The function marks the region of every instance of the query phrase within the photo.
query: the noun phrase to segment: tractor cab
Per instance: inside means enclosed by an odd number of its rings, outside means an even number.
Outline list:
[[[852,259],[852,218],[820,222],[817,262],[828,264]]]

■ ■ ■ ■ ■ ■ ■

Exercise instructions: Word for word, copy out all the data given above.

Answer section:
The function marks the region of every instance of the query phrase within the photo.
query: the noun phrase to segment: tractor cab
Per instance: inside means enclosed by an odd number of its rings, outside means an even number.
Outline list:
[[[852,259],[852,218],[820,222],[817,262],[828,264]]]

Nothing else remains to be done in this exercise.